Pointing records

begin

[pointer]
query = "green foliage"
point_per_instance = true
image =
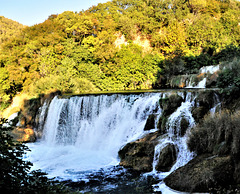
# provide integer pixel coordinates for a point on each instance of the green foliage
(184, 36)
(15, 174)
(9, 29)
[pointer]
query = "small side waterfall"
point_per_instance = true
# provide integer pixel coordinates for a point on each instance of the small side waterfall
(83, 134)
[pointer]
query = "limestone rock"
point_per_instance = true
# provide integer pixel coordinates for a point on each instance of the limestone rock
(150, 123)
(139, 154)
(167, 158)
(170, 104)
(202, 174)
(24, 135)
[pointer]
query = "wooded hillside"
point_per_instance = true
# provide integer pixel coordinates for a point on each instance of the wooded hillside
(118, 45)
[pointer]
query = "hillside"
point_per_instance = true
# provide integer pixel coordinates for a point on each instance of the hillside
(8, 29)
(119, 45)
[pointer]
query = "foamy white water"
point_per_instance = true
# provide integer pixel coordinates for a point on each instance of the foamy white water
(85, 133)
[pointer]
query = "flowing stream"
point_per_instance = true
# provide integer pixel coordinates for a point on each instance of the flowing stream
(83, 134)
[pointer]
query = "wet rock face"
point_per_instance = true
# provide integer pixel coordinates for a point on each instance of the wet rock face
(199, 112)
(139, 154)
(170, 104)
(167, 158)
(150, 123)
(24, 135)
(202, 174)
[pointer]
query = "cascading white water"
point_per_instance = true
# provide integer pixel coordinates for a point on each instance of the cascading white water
(174, 136)
(85, 133)
(210, 69)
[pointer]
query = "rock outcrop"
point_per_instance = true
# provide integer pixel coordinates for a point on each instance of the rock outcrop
(202, 174)
(167, 158)
(139, 154)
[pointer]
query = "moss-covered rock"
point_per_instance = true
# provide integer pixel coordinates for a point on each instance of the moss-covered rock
(198, 113)
(167, 158)
(161, 125)
(139, 154)
(24, 135)
(202, 174)
(170, 104)
(184, 124)
(205, 99)
(150, 123)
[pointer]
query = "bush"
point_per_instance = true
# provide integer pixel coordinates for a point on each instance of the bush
(15, 174)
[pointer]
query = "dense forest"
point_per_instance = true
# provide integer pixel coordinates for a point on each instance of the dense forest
(118, 45)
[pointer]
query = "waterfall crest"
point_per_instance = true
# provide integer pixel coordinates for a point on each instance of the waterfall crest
(85, 133)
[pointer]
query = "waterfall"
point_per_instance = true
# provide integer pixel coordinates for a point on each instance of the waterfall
(85, 133)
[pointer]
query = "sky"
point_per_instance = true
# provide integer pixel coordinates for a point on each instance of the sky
(30, 12)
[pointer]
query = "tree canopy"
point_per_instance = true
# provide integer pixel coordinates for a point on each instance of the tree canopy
(77, 52)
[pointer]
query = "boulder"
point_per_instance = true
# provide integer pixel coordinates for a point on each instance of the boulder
(139, 154)
(184, 124)
(24, 135)
(167, 158)
(170, 104)
(205, 99)
(161, 125)
(202, 174)
(198, 113)
(150, 123)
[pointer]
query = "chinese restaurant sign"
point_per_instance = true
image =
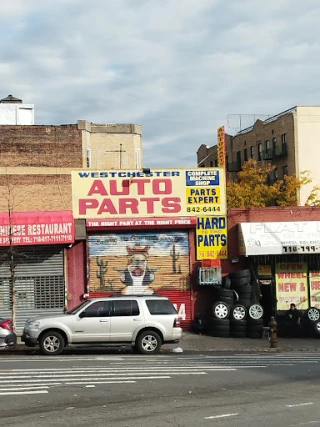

end

Count how many lines in the items above contain the string "foamy", treating uppercase and lowercase as different, and give only that number.

2